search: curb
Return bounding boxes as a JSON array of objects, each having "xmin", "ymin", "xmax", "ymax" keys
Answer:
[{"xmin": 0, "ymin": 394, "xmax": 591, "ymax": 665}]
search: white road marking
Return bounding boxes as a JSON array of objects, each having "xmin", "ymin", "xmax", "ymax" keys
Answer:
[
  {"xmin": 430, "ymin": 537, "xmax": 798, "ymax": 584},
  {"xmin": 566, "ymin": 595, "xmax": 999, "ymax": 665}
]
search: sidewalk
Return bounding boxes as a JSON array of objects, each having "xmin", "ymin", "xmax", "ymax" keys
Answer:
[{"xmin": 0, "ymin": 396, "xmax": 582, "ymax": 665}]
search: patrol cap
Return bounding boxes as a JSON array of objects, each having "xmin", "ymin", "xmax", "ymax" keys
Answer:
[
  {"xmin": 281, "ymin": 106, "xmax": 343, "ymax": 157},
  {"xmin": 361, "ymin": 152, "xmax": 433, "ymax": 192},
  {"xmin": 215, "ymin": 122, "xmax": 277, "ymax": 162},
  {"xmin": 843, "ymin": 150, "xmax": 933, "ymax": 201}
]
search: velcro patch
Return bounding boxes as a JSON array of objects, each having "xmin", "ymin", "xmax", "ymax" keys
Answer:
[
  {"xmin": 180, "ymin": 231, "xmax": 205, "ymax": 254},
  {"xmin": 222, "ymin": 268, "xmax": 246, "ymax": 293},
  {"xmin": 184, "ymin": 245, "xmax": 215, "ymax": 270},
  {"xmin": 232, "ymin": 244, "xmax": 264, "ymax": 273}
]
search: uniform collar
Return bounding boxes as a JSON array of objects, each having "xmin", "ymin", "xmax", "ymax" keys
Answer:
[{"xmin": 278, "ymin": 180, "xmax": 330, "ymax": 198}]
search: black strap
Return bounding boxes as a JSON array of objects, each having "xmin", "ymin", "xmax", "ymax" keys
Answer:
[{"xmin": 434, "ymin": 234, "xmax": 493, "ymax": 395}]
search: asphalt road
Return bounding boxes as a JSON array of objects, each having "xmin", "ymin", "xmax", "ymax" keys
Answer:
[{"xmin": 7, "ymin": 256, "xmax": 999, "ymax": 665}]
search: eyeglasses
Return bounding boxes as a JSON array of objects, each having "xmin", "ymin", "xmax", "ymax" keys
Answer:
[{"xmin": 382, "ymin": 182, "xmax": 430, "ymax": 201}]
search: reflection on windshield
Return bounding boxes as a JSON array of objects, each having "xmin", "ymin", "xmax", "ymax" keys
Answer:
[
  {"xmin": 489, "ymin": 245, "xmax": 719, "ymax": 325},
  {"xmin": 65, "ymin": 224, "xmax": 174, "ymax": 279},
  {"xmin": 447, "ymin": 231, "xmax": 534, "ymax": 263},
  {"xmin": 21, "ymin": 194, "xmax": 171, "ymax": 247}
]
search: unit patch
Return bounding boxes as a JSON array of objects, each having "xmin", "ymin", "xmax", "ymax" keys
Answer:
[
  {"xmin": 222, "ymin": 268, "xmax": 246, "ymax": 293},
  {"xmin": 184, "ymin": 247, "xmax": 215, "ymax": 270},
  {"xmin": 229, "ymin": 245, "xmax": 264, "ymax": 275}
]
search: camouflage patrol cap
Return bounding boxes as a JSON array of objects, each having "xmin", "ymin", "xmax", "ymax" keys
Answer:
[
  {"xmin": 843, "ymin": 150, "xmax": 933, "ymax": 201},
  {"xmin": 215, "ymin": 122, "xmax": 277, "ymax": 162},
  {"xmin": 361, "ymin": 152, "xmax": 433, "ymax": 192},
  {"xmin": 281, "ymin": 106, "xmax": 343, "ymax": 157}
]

# # # # #

*Description of the task*
Rewrite every line from the one containing "search: camouflage patrol cap" down to the end of the records, requests included, scaling each bounding box coordinate in the answers by 0.65 and rounding to whole numbers, with halves rounded up.

*Task solution*
search: camouflage patrol cap
Return bounding boxes as a JSON array of objects, each having "xmin", "ymin", "xmax", "ymax" keys
Answer:
[
  {"xmin": 548, "ymin": 98, "xmax": 606, "ymax": 131},
  {"xmin": 140, "ymin": 79, "xmax": 180, "ymax": 105},
  {"xmin": 235, "ymin": 99, "xmax": 281, "ymax": 125},
  {"xmin": 183, "ymin": 69, "xmax": 223, "ymax": 102}
]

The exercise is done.